Point localization data:
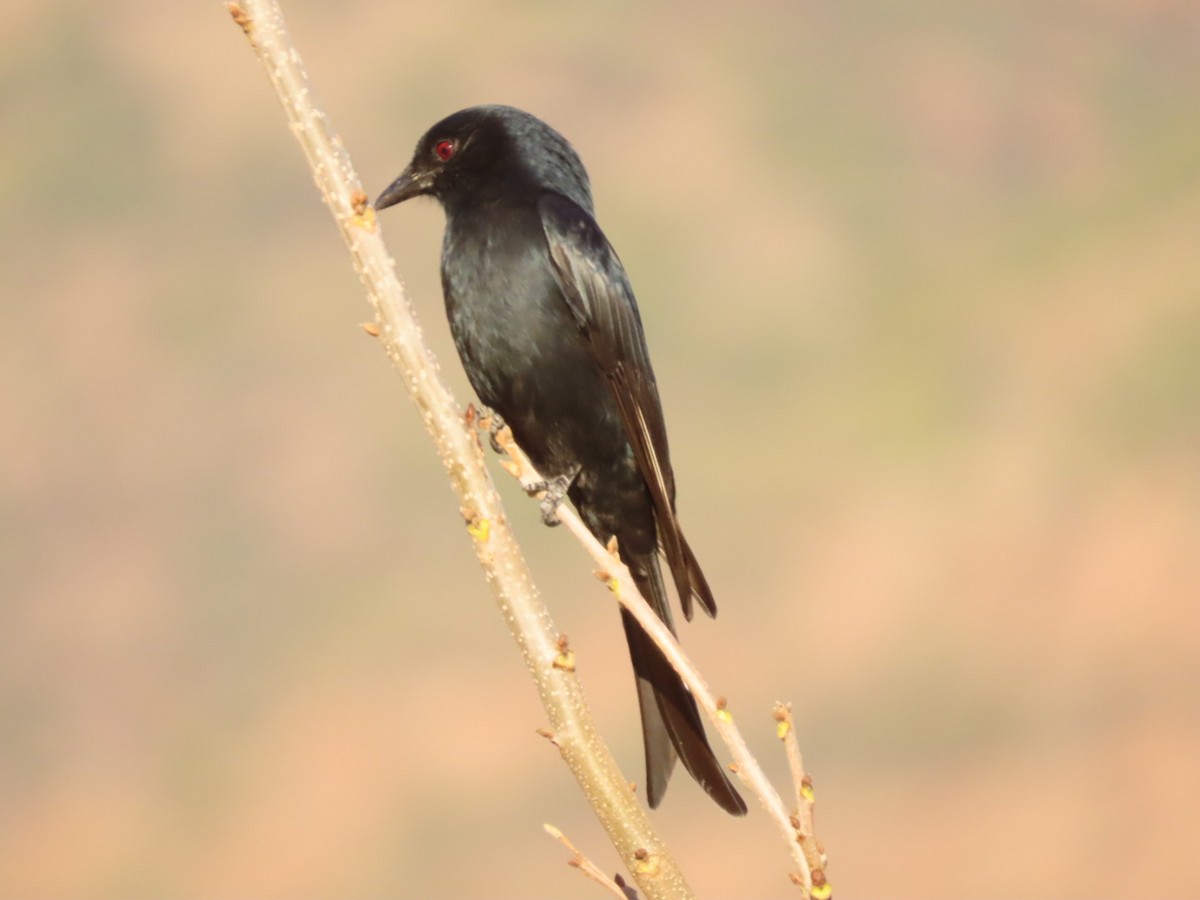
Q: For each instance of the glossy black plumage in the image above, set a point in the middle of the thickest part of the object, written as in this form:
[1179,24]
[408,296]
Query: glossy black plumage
[545,322]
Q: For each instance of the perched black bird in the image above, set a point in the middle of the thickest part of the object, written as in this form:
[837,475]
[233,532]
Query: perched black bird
[547,329]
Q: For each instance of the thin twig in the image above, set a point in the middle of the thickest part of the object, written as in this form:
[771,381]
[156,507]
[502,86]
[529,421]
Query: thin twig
[586,865]
[575,733]
[622,585]
[805,799]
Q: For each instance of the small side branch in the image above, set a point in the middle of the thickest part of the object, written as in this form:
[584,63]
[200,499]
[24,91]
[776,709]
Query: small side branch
[622,585]
[395,325]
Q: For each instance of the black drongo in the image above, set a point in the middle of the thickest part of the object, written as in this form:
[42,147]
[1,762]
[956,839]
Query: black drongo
[547,329]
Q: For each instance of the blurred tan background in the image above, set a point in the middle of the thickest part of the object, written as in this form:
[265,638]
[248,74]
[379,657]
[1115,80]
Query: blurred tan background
[922,286]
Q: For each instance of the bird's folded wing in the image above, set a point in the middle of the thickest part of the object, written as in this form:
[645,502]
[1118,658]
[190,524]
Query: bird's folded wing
[597,288]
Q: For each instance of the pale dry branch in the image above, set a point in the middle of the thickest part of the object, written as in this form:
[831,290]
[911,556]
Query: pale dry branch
[622,585]
[586,865]
[396,328]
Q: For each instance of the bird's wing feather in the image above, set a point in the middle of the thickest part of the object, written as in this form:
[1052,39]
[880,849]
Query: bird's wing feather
[594,283]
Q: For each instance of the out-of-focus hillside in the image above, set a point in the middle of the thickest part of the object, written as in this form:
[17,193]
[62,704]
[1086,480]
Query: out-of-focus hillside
[923,293]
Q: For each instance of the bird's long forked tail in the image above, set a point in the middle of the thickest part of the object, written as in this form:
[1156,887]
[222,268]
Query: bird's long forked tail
[671,723]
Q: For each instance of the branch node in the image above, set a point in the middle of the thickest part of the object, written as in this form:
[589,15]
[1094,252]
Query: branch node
[241,18]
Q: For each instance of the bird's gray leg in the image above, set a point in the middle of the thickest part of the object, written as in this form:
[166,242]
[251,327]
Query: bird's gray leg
[555,491]
[493,429]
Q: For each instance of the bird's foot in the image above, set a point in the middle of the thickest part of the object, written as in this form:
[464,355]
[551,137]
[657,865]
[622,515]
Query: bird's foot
[552,491]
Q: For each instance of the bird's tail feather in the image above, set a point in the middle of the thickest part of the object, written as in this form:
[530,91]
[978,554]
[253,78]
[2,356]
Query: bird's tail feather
[671,723]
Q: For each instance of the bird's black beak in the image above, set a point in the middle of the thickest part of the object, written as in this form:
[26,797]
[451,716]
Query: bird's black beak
[409,184]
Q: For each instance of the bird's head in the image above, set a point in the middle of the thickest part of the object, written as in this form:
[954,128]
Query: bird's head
[489,153]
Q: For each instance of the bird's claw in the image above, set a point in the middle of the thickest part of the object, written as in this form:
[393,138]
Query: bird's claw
[553,491]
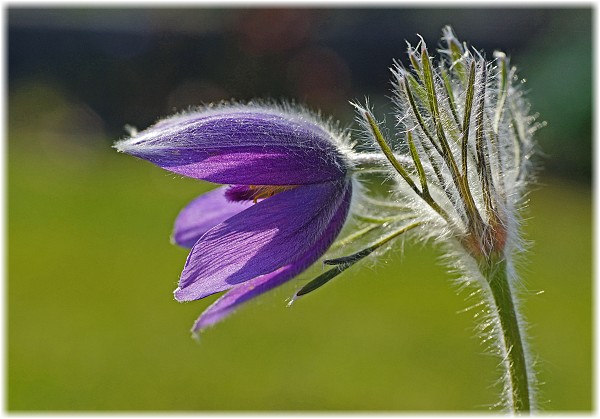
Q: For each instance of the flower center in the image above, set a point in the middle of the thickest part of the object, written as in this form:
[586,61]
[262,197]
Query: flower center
[267,191]
[236,193]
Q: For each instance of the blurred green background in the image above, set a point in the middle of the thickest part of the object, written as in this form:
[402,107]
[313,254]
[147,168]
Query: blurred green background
[92,325]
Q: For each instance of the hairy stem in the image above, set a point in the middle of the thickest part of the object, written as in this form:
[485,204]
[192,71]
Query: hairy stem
[515,361]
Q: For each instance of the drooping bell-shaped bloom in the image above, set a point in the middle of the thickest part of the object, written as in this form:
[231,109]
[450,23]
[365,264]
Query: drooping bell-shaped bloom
[288,196]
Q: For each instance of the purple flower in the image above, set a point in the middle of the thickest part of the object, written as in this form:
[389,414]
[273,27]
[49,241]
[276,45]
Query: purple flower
[289,196]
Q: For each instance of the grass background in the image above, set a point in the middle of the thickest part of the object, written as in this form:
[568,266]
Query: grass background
[91,322]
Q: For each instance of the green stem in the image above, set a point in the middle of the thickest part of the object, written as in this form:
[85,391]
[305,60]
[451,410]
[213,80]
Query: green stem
[512,342]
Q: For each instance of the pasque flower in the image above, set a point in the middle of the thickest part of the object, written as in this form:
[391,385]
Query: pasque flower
[288,197]
[458,164]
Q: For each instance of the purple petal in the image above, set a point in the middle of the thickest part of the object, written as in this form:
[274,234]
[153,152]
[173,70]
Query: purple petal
[246,145]
[202,214]
[259,285]
[268,235]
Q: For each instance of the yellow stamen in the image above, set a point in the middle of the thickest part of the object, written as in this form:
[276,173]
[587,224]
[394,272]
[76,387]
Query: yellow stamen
[267,191]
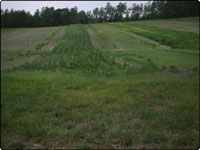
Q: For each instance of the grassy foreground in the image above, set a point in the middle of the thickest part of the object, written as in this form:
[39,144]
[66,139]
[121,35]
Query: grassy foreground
[114,96]
[158,110]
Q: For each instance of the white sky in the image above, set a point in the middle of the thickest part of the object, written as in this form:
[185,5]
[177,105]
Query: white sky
[82,5]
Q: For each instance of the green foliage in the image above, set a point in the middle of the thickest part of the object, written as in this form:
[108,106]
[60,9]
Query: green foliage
[164,36]
[76,52]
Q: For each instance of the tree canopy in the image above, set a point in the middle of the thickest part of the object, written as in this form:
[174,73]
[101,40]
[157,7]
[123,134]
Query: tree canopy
[56,17]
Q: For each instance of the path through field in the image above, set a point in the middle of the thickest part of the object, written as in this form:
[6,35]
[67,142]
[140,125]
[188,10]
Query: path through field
[122,85]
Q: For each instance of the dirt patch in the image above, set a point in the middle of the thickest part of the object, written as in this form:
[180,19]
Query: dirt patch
[53,42]
[94,38]
[129,64]
[24,39]
[12,64]
[175,25]
[139,37]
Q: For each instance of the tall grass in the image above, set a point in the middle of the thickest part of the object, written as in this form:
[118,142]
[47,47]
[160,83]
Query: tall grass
[173,38]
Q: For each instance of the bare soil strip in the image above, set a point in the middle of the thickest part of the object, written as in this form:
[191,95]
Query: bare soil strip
[175,25]
[53,42]
[32,38]
[140,37]
[94,38]
[9,65]
[19,40]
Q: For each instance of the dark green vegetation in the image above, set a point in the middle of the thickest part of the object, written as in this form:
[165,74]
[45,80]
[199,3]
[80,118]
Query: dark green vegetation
[163,36]
[101,87]
[59,17]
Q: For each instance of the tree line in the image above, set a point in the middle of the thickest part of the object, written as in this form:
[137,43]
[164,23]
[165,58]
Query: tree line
[48,16]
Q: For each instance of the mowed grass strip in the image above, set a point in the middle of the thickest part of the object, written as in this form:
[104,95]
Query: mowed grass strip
[172,38]
[145,111]
[110,39]
[76,53]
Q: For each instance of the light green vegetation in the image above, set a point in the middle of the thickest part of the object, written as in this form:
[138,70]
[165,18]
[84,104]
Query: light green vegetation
[174,24]
[19,46]
[101,88]
[164,36]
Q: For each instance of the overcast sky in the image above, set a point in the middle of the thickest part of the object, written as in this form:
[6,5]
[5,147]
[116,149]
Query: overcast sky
[82,5]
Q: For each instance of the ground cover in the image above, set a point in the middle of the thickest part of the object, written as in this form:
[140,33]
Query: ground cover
[164,36]
[101,88]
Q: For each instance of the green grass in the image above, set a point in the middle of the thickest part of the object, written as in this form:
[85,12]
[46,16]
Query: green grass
[72,108]
[81,97]
[163,36]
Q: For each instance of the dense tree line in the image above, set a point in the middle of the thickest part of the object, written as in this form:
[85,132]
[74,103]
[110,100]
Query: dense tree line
[51,17]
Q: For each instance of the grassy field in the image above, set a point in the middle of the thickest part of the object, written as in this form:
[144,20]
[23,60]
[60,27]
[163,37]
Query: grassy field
[100,86]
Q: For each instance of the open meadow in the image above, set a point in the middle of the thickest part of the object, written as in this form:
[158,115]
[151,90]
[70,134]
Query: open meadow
[107,85]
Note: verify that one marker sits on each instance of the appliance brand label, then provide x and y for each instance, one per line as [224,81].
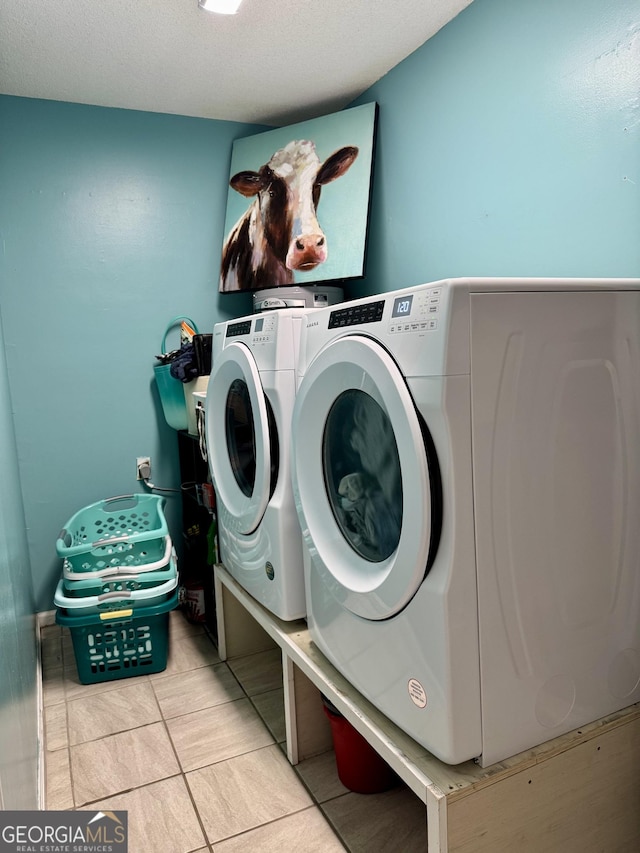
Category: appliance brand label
[417,693]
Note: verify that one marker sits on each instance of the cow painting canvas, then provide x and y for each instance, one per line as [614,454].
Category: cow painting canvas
[277,231]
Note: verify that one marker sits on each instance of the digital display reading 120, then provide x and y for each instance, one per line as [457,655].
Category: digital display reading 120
[402,306]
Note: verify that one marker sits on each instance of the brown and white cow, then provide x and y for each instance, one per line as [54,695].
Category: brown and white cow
[280,233]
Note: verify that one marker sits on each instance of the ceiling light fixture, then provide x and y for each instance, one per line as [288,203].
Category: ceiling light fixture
[222,7]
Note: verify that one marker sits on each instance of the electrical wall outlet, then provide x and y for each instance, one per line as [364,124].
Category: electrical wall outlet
[143,467]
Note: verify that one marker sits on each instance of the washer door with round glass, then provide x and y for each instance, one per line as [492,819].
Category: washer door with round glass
[241,442]
[365,491]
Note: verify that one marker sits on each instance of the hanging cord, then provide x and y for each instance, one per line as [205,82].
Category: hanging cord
[149,485]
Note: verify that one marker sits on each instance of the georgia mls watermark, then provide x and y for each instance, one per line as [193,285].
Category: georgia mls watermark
[63,832]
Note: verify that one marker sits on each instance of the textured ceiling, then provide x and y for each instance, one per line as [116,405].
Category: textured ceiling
[275,62]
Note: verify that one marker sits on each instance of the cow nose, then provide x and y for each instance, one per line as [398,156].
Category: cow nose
[303,243]
[306,251]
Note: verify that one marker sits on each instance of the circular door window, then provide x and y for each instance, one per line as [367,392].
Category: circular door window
[240,433]
[362,475]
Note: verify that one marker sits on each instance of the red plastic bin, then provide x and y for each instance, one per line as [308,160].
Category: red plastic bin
[359,766]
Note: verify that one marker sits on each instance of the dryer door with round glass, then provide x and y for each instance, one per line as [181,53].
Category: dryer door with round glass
[367,488]
[241,440]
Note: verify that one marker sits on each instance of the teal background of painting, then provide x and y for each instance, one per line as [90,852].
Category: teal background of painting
[343,208]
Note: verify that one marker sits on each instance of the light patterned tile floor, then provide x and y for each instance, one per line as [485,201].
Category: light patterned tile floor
[194,754]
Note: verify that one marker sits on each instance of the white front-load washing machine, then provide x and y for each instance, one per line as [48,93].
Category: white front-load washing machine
[249,406]
[466,470]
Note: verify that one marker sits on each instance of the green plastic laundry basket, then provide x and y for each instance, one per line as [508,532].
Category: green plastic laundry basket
[120,644]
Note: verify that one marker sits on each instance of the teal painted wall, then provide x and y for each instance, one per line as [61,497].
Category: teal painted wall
[18,700]
[112,223]
[509,144]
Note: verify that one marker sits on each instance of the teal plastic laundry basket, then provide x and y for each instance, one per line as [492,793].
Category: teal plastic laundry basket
[128,530]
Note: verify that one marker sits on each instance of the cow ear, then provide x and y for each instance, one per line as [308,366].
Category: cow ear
[247,183]
[336,165]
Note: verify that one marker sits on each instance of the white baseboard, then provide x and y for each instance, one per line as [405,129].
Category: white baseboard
[45,618]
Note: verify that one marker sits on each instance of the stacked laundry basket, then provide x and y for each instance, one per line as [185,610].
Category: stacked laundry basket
[119,582]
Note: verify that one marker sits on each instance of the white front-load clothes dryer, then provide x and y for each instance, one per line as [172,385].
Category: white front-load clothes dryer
[249,406]
[466,470]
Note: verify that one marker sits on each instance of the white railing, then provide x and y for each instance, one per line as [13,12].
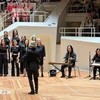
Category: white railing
[41,17]
[34,16]
[77,31]
[76,9]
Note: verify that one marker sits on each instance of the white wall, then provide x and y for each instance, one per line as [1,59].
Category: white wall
[81,48]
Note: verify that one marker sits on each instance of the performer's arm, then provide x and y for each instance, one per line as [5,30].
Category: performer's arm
[73,58]
[24,57]
[65,58]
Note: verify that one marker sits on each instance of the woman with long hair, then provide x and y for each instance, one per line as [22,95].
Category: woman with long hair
[22,49]
[14,56]
[3,58]
[41,49]
[15,36]
[70,59]
[25,62]
[96,59]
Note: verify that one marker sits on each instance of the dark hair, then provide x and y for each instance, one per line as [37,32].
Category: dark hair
[13,42]
[33,38]
[5,32]
[72,50]
[13,33]
[28,42]
[4,41]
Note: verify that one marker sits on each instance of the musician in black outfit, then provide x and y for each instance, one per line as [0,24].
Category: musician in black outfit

◆ **PROMPT**:
From the records above, pull out every line containing the word "outfit".

◆ **EXERCISE RESPONSE**:
Note: verify that one marker sits on each instance of the musician in black outfit, then provide x and y for each instance, one per line as [0,24].
Category: musician in black outfit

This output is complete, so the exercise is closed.